*** Opening of Material for this task ***
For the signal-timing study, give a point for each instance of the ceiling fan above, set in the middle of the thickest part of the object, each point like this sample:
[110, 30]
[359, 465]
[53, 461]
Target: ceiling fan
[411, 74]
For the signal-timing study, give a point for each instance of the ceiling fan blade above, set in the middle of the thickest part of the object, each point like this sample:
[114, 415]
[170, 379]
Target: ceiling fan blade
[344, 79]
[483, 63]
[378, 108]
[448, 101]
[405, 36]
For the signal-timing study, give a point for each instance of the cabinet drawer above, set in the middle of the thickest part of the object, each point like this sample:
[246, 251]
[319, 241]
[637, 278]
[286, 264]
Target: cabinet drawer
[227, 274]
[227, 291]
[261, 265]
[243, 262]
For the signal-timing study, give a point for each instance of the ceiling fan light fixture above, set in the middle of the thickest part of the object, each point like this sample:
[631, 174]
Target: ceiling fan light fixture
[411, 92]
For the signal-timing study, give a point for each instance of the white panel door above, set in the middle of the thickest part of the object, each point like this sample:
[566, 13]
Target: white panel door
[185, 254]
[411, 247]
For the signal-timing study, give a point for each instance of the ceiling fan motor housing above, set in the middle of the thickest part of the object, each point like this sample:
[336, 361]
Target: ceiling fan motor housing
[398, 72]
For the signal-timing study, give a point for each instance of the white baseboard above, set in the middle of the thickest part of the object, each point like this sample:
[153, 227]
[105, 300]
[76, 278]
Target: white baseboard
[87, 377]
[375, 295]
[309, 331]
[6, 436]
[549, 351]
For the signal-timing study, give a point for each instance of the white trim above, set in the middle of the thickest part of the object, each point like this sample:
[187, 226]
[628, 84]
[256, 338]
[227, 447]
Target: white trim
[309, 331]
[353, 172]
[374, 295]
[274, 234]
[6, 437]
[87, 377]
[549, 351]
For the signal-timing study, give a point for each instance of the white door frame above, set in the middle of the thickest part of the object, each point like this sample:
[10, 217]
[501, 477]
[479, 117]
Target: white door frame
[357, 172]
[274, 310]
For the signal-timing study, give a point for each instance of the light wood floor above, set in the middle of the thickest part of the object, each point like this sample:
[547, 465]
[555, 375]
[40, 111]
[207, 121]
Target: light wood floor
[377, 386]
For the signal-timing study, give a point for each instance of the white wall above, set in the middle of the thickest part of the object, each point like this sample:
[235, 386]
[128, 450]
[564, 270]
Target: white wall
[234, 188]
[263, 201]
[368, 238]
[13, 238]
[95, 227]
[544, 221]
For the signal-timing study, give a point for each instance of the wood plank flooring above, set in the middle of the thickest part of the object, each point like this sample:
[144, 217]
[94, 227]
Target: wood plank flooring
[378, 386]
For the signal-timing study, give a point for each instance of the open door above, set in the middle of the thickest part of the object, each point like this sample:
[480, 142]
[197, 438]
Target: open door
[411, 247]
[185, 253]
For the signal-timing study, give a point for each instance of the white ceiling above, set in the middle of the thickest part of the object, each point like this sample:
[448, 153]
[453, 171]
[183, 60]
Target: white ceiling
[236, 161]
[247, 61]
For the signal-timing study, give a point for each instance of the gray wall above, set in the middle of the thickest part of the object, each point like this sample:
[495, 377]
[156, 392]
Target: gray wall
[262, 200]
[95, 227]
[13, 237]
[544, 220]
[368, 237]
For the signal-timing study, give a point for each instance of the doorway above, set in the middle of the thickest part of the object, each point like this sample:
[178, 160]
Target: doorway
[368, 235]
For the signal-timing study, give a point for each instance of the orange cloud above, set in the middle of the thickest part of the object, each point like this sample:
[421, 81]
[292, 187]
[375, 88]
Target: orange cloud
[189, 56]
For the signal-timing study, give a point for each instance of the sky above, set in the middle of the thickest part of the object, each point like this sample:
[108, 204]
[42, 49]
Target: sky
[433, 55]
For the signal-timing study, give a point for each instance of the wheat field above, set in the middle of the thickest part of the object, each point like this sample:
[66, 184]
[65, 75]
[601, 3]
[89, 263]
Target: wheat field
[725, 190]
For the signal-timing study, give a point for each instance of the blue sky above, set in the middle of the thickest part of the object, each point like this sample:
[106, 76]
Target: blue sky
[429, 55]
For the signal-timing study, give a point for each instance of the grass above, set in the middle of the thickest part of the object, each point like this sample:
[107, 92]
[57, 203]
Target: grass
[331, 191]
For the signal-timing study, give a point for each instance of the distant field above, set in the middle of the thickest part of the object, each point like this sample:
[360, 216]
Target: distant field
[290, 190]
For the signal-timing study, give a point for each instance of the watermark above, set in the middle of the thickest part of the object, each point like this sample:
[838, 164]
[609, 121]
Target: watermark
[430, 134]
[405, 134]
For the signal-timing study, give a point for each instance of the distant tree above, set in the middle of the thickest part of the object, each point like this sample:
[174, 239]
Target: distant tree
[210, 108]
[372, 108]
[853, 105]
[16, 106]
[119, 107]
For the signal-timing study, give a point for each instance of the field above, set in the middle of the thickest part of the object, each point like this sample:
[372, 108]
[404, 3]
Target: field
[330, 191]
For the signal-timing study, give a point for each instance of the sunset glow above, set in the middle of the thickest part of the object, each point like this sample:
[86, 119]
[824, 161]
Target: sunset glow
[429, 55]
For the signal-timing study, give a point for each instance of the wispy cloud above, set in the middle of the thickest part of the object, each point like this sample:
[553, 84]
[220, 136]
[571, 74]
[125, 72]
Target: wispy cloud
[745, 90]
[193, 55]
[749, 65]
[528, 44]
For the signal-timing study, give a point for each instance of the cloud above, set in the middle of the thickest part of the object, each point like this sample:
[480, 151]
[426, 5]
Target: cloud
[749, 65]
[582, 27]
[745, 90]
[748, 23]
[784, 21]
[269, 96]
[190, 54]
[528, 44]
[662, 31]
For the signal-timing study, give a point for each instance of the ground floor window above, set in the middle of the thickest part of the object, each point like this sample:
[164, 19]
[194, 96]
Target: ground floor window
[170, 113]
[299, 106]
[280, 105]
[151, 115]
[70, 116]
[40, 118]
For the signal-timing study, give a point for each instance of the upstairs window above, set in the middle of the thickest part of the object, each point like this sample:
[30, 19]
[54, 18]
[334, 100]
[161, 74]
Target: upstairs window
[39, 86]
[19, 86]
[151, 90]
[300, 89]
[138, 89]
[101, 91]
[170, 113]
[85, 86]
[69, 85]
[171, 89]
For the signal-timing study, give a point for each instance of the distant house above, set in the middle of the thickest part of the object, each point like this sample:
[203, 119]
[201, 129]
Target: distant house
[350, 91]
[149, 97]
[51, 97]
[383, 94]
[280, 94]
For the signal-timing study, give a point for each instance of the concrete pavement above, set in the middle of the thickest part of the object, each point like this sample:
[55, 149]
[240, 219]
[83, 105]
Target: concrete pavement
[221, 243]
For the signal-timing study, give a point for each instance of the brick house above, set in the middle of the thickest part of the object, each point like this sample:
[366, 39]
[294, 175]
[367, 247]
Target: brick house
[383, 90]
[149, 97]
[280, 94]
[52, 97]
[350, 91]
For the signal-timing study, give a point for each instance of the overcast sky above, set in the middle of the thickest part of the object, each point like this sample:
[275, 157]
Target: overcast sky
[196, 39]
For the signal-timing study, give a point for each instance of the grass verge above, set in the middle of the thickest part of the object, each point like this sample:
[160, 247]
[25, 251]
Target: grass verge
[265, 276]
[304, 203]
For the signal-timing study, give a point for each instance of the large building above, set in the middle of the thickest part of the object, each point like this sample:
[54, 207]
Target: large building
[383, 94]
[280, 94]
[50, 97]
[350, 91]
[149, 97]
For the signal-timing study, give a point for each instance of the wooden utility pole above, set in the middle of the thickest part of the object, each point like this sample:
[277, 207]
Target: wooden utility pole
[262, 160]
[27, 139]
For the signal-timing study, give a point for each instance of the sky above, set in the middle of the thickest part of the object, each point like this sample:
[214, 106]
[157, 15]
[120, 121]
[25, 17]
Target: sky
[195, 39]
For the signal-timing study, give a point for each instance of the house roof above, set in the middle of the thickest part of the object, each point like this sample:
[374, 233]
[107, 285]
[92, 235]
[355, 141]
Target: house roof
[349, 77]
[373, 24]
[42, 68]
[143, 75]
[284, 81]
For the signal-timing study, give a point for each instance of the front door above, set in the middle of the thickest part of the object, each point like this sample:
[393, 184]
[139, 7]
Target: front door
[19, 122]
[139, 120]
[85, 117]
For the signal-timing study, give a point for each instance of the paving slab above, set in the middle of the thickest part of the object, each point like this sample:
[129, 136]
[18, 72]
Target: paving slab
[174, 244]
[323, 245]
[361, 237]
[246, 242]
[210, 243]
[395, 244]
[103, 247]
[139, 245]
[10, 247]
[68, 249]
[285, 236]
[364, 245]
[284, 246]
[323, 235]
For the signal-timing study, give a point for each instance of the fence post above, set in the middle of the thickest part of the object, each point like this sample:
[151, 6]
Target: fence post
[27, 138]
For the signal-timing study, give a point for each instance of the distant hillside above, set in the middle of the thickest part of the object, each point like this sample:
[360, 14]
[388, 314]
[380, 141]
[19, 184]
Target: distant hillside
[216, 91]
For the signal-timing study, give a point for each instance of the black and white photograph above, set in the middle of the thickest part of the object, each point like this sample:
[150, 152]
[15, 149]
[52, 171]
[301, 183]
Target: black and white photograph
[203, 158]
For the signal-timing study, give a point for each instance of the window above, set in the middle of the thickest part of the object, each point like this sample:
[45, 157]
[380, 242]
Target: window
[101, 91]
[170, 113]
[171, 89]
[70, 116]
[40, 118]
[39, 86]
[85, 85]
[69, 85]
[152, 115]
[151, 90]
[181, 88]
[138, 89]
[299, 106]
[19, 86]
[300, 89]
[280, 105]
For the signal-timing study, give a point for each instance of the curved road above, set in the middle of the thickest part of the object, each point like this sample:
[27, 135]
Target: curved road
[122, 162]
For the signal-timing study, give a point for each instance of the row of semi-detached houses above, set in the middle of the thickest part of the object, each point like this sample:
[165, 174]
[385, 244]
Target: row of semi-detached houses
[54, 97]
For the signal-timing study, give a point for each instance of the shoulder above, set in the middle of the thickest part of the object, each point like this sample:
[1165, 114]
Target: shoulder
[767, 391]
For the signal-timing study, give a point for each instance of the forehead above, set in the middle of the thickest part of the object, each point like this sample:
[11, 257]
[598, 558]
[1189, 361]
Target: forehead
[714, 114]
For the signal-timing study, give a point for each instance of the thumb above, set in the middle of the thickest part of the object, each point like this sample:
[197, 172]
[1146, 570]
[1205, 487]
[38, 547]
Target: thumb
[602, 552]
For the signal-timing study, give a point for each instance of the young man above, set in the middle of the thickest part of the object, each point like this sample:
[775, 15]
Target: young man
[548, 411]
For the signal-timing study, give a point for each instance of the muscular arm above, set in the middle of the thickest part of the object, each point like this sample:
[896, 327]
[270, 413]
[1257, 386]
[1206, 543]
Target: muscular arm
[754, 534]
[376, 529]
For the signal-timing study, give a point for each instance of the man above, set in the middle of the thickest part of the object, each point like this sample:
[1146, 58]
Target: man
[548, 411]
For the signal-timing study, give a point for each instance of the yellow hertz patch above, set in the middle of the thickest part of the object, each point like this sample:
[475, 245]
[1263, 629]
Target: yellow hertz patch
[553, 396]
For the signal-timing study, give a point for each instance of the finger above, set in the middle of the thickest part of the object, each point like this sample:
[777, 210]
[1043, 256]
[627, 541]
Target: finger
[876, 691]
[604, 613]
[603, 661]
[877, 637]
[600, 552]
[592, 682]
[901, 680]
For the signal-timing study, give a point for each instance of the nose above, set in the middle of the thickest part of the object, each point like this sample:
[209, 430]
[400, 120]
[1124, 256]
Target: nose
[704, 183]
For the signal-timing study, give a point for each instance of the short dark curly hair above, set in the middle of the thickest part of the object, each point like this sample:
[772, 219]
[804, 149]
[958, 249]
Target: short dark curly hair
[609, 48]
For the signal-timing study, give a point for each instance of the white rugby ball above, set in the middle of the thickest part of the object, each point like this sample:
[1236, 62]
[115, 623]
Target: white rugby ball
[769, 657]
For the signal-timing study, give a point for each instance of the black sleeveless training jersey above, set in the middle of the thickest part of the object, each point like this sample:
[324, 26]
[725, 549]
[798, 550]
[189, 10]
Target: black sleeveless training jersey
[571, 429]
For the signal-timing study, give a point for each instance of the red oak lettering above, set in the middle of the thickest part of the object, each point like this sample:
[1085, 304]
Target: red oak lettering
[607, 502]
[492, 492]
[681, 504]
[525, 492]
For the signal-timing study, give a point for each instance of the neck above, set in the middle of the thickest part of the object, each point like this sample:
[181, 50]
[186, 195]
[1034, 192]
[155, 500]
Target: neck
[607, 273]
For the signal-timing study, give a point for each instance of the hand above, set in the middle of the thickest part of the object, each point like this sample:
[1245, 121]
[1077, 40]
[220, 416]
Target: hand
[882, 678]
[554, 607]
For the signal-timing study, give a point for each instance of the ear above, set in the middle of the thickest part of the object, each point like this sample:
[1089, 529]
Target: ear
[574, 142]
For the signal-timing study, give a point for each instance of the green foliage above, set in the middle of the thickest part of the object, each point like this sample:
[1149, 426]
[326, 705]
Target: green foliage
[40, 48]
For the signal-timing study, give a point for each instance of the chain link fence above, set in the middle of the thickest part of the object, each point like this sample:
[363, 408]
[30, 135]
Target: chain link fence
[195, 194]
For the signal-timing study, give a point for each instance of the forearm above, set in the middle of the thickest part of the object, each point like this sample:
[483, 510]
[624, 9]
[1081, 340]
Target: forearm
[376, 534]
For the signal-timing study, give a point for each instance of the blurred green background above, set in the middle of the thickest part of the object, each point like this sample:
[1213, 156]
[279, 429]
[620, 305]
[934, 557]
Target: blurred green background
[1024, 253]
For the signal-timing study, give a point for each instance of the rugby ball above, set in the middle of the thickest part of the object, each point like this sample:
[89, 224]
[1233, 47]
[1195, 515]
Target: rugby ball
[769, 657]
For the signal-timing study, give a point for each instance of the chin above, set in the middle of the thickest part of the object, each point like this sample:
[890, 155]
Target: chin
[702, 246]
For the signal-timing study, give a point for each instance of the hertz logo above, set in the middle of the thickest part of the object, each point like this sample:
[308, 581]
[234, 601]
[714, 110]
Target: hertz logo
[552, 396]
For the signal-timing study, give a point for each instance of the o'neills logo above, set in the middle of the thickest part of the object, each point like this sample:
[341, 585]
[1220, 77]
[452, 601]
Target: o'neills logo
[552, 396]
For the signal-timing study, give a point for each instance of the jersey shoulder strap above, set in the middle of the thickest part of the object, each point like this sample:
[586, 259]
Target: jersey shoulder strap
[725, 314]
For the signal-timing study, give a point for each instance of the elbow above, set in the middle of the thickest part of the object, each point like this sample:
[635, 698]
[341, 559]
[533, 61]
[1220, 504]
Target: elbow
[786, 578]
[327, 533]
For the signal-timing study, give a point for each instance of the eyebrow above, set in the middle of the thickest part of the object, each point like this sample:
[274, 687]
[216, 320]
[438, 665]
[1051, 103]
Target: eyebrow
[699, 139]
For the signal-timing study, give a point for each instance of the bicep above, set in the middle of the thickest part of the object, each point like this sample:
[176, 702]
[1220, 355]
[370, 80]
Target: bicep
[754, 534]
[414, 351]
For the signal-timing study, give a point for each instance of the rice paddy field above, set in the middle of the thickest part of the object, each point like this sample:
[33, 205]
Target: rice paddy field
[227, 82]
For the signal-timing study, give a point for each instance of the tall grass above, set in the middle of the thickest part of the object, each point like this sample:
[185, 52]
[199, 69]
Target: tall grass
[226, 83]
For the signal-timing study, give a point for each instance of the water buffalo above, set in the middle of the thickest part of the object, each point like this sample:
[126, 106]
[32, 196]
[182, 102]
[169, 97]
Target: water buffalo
*** Close of Material for this task ***
Work to be completed: Find and copy each line above holding "buffalo".

Response area:
For the signal-timing study, give a point for each instance of the water buffalo above, set in the middle of the thickest part of the object, each point like this sample:
Target: water buffalo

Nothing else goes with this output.